→ **Your objective**
Render the entries from the line containing "the white feathered" through the line containing "291, 116, 301]]", both included, as a JSON list of strings with one string per line. Leave out any blank lines.

[Excerpts from a detection dataset]
-- Begin --
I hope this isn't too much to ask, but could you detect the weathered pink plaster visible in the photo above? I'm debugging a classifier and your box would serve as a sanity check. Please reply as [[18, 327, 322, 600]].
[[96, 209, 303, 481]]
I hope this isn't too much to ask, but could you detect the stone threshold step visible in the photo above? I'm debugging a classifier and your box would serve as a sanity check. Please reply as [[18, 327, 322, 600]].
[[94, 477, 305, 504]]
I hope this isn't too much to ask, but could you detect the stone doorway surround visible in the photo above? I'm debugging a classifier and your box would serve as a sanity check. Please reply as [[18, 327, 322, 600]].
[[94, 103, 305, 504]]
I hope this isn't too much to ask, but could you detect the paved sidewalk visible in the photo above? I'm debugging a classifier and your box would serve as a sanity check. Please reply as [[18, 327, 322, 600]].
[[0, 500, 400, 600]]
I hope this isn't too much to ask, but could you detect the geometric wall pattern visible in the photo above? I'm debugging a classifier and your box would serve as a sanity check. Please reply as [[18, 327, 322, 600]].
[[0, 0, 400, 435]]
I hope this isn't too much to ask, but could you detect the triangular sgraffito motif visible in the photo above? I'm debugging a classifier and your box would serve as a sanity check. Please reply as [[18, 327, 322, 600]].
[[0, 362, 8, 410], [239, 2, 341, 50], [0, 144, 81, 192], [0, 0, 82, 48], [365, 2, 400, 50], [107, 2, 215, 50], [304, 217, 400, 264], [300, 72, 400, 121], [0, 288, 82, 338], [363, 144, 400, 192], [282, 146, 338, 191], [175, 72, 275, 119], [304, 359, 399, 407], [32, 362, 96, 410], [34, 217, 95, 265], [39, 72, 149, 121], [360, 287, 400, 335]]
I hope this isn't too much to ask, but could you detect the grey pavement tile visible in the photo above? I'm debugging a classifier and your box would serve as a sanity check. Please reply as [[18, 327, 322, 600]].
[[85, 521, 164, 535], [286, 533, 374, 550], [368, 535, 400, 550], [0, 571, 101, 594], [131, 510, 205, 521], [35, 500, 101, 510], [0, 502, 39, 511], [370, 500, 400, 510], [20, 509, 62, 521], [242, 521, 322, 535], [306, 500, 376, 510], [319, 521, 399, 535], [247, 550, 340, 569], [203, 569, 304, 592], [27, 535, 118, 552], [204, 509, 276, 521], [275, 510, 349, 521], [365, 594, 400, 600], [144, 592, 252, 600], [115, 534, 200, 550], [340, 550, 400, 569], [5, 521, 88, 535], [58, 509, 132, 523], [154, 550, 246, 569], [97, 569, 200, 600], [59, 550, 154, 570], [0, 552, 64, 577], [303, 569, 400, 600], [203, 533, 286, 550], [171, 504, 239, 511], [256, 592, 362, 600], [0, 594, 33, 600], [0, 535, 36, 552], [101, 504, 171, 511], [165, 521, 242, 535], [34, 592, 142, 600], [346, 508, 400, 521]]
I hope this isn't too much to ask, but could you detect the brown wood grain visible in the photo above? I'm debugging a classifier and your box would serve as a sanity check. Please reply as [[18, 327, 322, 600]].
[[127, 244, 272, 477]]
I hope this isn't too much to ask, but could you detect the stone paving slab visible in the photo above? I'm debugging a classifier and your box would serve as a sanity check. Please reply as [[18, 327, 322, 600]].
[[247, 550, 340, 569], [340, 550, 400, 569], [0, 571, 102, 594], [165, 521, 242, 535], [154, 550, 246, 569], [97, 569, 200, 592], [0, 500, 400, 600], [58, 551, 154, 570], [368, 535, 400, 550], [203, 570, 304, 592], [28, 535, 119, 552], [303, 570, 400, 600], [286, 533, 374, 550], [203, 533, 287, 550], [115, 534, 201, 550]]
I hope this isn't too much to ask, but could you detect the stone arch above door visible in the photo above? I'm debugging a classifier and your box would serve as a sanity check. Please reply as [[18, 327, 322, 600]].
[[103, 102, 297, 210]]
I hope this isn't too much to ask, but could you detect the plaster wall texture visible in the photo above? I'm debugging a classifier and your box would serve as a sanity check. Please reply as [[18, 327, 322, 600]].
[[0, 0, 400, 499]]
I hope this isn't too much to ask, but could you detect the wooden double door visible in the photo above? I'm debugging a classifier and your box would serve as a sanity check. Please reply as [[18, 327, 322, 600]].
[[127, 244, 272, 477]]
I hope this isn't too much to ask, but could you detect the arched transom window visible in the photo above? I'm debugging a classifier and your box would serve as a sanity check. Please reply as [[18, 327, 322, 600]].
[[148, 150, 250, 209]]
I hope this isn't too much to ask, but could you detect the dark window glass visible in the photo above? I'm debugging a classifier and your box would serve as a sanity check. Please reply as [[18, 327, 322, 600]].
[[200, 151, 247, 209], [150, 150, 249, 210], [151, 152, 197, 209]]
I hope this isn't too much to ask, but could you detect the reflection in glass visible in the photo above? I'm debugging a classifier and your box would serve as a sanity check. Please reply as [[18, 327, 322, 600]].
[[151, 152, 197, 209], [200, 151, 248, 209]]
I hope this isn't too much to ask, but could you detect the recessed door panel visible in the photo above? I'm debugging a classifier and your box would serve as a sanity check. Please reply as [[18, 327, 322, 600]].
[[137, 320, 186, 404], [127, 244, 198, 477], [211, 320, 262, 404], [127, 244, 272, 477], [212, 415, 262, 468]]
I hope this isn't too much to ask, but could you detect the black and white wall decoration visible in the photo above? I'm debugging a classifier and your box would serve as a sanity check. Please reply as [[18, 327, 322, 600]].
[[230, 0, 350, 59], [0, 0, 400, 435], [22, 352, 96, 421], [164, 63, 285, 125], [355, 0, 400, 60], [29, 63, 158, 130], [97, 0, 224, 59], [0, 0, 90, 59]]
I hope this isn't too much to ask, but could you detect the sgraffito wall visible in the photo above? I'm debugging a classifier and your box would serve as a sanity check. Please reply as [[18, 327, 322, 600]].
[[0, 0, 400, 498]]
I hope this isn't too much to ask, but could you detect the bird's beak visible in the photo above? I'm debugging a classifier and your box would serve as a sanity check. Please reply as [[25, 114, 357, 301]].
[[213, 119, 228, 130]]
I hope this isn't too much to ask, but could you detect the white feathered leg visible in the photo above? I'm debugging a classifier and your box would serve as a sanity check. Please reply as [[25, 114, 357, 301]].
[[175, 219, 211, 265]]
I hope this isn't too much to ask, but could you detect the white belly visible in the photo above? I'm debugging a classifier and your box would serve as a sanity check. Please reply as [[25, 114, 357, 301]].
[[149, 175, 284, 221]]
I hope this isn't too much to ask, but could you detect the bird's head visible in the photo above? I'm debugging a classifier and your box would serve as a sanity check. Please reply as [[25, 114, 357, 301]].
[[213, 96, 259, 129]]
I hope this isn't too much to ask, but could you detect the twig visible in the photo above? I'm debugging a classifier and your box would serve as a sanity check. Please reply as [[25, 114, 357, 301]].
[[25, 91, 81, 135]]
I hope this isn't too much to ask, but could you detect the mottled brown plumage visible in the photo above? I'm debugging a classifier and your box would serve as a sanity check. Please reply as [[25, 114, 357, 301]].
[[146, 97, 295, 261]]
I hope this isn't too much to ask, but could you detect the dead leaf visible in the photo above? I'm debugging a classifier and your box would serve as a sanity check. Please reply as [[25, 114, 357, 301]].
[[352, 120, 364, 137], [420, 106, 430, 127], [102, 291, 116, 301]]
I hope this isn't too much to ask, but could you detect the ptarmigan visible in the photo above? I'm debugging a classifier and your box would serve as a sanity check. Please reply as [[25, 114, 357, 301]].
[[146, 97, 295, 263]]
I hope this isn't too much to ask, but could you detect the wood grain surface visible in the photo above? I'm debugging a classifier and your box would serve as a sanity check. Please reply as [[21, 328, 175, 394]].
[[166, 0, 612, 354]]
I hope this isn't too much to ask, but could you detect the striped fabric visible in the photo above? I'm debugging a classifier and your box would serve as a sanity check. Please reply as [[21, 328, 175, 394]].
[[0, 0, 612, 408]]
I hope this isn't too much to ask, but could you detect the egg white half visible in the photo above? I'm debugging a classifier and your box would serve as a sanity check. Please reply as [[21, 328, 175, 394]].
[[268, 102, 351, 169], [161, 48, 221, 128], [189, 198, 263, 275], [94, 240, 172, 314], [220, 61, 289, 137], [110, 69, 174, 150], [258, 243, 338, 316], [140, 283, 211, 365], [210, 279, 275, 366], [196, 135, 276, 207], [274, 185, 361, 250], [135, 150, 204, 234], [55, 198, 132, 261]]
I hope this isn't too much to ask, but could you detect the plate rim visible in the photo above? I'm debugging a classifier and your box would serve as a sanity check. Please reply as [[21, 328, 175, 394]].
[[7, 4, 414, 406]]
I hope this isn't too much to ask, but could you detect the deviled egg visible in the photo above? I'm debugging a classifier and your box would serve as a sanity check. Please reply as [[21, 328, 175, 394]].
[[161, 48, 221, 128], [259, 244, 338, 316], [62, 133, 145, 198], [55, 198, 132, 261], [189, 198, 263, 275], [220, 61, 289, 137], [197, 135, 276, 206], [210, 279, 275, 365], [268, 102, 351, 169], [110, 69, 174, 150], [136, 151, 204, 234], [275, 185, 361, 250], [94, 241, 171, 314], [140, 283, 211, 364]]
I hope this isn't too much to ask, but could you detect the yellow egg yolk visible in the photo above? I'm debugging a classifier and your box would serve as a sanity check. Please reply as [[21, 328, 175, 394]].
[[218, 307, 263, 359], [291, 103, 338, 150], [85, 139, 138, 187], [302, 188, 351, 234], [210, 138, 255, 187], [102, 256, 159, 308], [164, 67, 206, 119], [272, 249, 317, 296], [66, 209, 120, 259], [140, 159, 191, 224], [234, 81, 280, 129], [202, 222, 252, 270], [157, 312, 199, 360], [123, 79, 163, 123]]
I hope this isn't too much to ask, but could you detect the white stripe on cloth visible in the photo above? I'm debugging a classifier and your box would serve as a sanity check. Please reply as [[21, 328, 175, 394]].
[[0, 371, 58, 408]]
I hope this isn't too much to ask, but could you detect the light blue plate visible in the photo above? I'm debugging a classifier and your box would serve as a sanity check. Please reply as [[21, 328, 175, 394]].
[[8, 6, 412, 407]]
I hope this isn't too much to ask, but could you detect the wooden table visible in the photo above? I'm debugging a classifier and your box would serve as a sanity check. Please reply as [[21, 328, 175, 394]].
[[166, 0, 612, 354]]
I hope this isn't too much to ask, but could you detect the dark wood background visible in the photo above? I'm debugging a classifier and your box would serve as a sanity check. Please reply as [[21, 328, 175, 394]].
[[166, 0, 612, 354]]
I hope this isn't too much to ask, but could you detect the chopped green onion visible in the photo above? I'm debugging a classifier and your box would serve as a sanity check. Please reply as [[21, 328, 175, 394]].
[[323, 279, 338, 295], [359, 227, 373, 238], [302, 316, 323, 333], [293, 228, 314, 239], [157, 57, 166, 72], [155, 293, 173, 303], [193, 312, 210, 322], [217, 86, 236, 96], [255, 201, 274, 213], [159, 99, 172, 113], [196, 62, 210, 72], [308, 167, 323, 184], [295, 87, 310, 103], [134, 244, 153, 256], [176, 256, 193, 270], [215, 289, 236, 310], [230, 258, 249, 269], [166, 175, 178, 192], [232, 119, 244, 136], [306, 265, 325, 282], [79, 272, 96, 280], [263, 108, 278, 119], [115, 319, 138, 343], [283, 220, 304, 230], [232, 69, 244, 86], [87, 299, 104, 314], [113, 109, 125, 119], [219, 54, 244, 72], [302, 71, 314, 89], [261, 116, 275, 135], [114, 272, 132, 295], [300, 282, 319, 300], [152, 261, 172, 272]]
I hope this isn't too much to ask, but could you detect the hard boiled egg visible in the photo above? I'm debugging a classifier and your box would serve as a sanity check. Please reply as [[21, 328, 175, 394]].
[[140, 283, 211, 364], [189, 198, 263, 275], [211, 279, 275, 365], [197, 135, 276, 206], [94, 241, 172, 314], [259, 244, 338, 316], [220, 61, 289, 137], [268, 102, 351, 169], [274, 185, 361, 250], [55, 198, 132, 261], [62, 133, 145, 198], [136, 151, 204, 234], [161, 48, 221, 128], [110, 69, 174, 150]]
-- End --
→ **Answer**
[
  "I hope this isn't too much to ask, but could you detect the white feathered leg visible in the photo above? I'm debugging a classifier and your box would serve as a sanity check. Please reply as [[25, 114, 357, 301]].",
  "[[175, 219, 211, 265]]",
  "I hope this isn't too much to ask, but could you detect the white belly visible in the photo above? I'm debugging a classifier and your box would serve as a sanity check. Please reply as [[25, 114, 357, 301]].",
  "[[149, 175, 284, 221]]",
  "I hope this isn't too much to ask, but could you detect the bird's head visible in the photo above? I'm debugging a classifier and your box would serve as a sanity check. Please reply as [[25, 114, 357, 301]].",
  "[[213, 96, 259, 129]]",
  "I hope this isn't too much to ask, but could you detect the twig visible in the photo above? I'm debugging a classifier and your box would serve as a sanity check. Please reply as [[25, 114, 357, 301]].",
  "[[25, 91, 81, 135]]",
  "I hope this isn't too much to ask, but could you detect the mottled brown plumage visible in the photo above? I'm debugging a classifier and your box would serve as a sanity check. Please reply as [[25, 114, 357, 301]].",
  "[[146, 97, 295, 261]]",
  "I hope this isn't too much to ask, but could you detect the dead leaf visible in the photo above? I'm debugging a classifier and your box would serve as a sanity check. Please reply as [[25, 114, 357, 301]].",
  "[[352, 120, 364, 137], [420, 106, 430, 127], [102, 291, 116, 301]]"
]